* DATA EXTRACT:
>> Begin

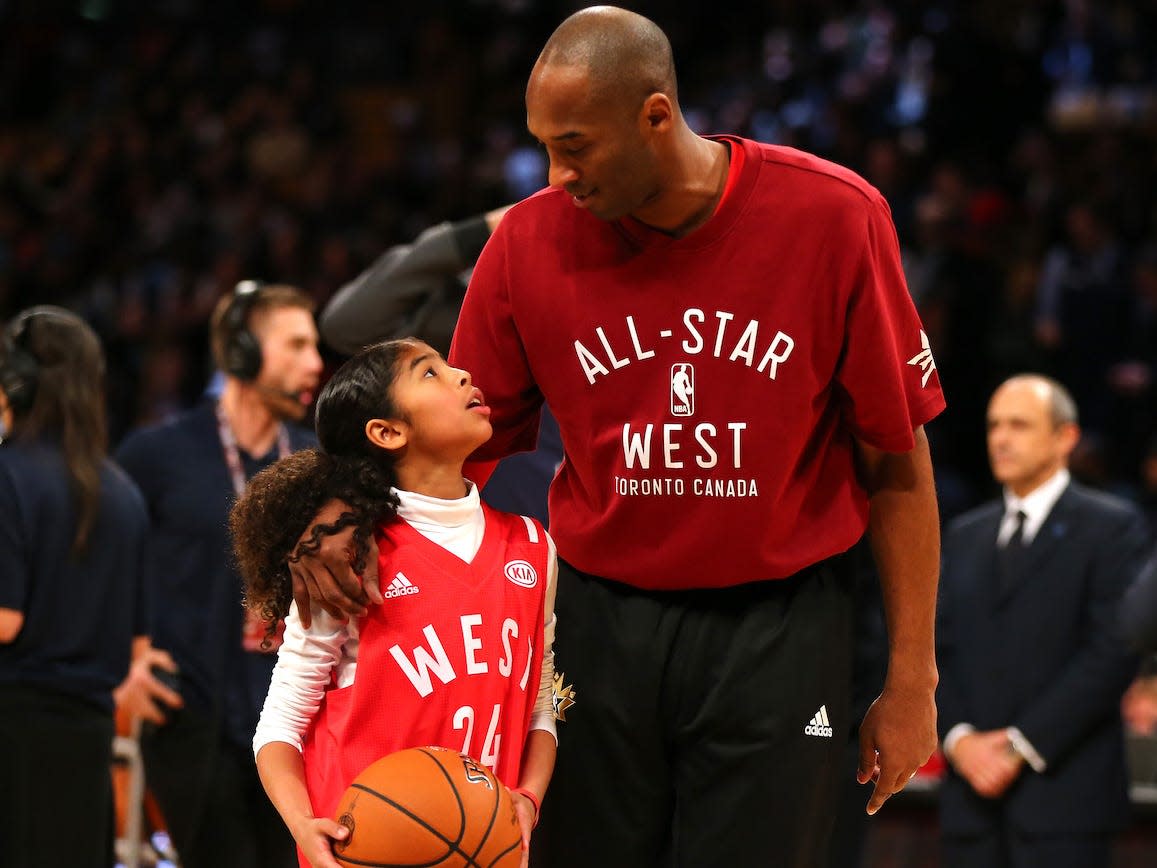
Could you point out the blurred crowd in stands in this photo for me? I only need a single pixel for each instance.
(153, 153)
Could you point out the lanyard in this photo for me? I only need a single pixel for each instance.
(233, 456)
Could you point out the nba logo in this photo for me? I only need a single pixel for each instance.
(683, 389)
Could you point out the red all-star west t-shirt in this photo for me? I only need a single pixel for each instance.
(707, 388)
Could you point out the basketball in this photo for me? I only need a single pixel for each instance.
(428, 807)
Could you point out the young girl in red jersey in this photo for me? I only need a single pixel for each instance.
(458, 654)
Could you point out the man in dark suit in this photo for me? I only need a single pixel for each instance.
(1032, 667)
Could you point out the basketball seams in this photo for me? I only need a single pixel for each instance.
(454, 845)
(441, 851)
(457, 796)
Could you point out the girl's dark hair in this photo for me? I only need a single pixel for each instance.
(279, 504)
(67, 404)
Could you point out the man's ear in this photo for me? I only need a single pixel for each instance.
(657, 112)
(390, 434)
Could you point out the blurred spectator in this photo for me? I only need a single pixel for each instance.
(155, 153)
(1030, 705)
(198, 756)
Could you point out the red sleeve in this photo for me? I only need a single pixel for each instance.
(886, 374)
(486, 343)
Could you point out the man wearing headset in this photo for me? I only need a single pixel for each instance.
(199, 690)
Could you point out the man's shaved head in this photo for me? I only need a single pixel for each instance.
(624, 53)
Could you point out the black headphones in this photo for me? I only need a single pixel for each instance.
(242, 350)
(19, 368)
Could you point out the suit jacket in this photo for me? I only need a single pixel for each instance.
(1044, 653)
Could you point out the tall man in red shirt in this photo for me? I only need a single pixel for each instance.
(724, 335)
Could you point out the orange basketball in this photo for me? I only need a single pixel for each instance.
(428, 807)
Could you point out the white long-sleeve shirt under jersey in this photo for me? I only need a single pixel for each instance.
(308, 657)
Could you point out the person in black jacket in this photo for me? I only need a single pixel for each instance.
(71, 593)
(1032, 666)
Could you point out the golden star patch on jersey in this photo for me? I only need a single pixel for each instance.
(562, 697)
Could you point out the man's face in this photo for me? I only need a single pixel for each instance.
(596, 146)
(290, 365)
(1025, 448)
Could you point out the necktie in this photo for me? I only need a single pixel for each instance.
(1016, 542)
(1009, 557)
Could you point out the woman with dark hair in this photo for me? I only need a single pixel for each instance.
(71, 593)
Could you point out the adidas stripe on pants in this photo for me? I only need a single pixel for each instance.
(686, 743)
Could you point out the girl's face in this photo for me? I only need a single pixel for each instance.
(446, 416)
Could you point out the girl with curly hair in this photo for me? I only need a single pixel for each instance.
(458, 654)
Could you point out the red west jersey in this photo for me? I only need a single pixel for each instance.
(452, 657)
(708, 389)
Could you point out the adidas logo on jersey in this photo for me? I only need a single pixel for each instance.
(819, 725)
(400, 587)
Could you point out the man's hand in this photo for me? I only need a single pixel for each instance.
(987, 762)
(315, 836)
(1139, 706)
(897, 736)
(328, 579)
(142, 694)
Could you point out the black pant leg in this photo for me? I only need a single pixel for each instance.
(610, 799)
(211, 796)
(56, 781)
(764, 716)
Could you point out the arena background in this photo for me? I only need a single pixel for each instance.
(153, 153)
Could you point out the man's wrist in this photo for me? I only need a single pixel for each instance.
(1023, 748)
(953, 737)
(532, 797)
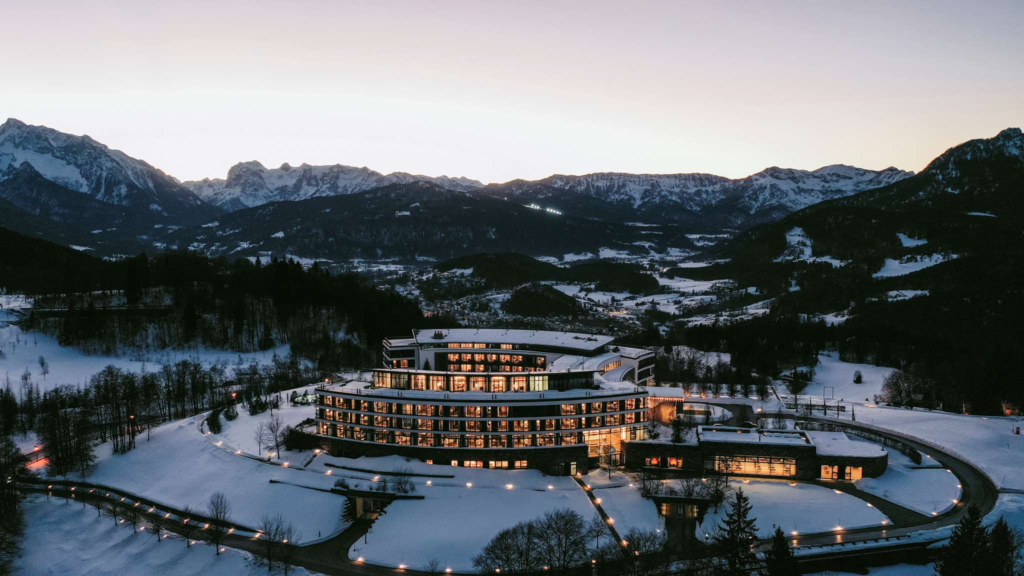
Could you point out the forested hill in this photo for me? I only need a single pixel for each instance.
(929, 274)
(183, 299)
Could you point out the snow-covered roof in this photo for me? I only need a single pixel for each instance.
(838, 444)
(572, 362)
(628, 352)
(755, 436)
(497, 335)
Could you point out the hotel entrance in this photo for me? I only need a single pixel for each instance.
(842, 474)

>> End

Can you copy out every line of the records above word for word, leaving out the pictures?

Could you point out the blurred crowd in stands in this photo for me? I only need a single pixel for each instance.
(153, 153)
Could you point out the lanyard in this photo for me? I only need a single pixel for each instance.
(233, 456)
Could you point out the nba logo in this photo for me? I only need a single pixel for each instance.
(683, 389)
Could you point out the red all-star west t-shirt in this photo for me? I only need a single pixel for each instance.
(707, 388)
Could you point out the basketball in this photo for me? I only need a single pixel for each instance.
(428, 807)
Could you point out the young girl in red jersey in this photo for me? I only need a single pixel for each instance.
(458, 654)
Could you point out the man in dark suit in this photo for me? I only need a single pixel for each instance.
(1032, 667)
Could you point out the basketball seams in this photo for me? I only need a single pixel for each instance.
(454, 845)
(441, 851)
(457, 796)
Could you point out the girl's dark hair in this photo for me? I only need a single pixel for each instance.
(279, 504)
(67, 404)
Could you point out the man's ear in this photo for me? I only need a single pixel for each instance.
(657, 112)
(390, 434)
Could you point out the blurred spectator in this photo for me? I only need a single pixel for each instance.
(155, 153)
(1030, 705)
(198, 756)
Could you point out the red sleeve in this photo for me? I only need a single pixel for each instance.
(886, 374)
(486, 343)
Could you point out the man wearing headset in this photo for me? I only need a single pixel for each instance.
(199, 690)
Could you point out the man's shaved head in this photo for me? I only need a single pixel for each instance.
(624, 53)
Could you point out the black headphones in this photo for me? I only need a single pixel for each instance.
(242, 350)
(19, 368)
Could you point out the suit jacket in this photo for me? I only need a single pixel for each instance.
(1044, 653)
Could you point out the tall man in red shirt in this photo for me? I only need a single pixel for each instance.
(724, 335)
Could you point out the orange basketball in this photo for me? I only need a single pixel for each instance.
(428, 807)
Could you point out the white long-sleeve shirt under jersey in this photo for me? I only need a single pixel for each instance.
(308, 657)
Could you point out the person in black jacket in this photo for me? I only need a single pixel for each instance.
(71, 593)
(1032, 666)
Could you point out the golden star patch on jersey in this photo for me? I only need a single pixel for each instance.
(562, 697)
Could you point out the man's face in this photo for me? I only need a single pixel for each instance.
(596, 146)
(290, 365)
(1025, 448)
Could you point out the necktie in this photo for me? I only need a single pixel for each instance.
(1016, 542)
(1009, 557)
Could you point out the woman with dark hair in this photo for me? I only need a single pixel for each instance.
(71, 593)
Could you point out the adidas stripe on pants in this photo for me? I only need a single pixel for each instance.
(686, 743)
Could you point out the girl's face in this photo for me? I only need a single pixel for each instance.
(446, 416)
Could you point out the girl with curly hair in this photo for me? I only need a single pixel for each instance.
(458, 654)
Could you point out the red west jersey in this photo for me? I only need a single pixel for each instance.
(452, 657)
(708, 389)
Could you point out the adidas logo on jersey in this photo for me? I only need a single pixel for each instance.
(819, 725)
(400, 587)
Could you point out the man's hand in this photo for me? I only need a single pixel for each instance.
(987, 762)
(315, 836)
(1139, 706)
(897, 736)
(328, 579)
(142, 694)
Could you point out the black pant leg in this photo for me? I only need a single pixel for each instance.
(610, 799)
(211, 796)
(56, 781)
(764, 716)
Could you point out the arena background in this photo for me? I only need a single pixel for each instance.
(153, 153)
Could you point out the man's wrist in this photo for me? I only need a single pixel for each instance.
(1023, 748)
(953, 737)
(532, 797)
Could you point out the forested hill in this photo for me? I only need a single pixel for each instance.
(929, 274)
(183, 299)
Could you point out the snow-covered roof in this photo for me? I only need a single pixel for each instance.
(838, 444)
(572, 362)
(628, 352)
(755, 436)
(497, 335)
Could you point out the hotel entrance in this photo for me? I only need a single pixel for each instance.
(842, 474)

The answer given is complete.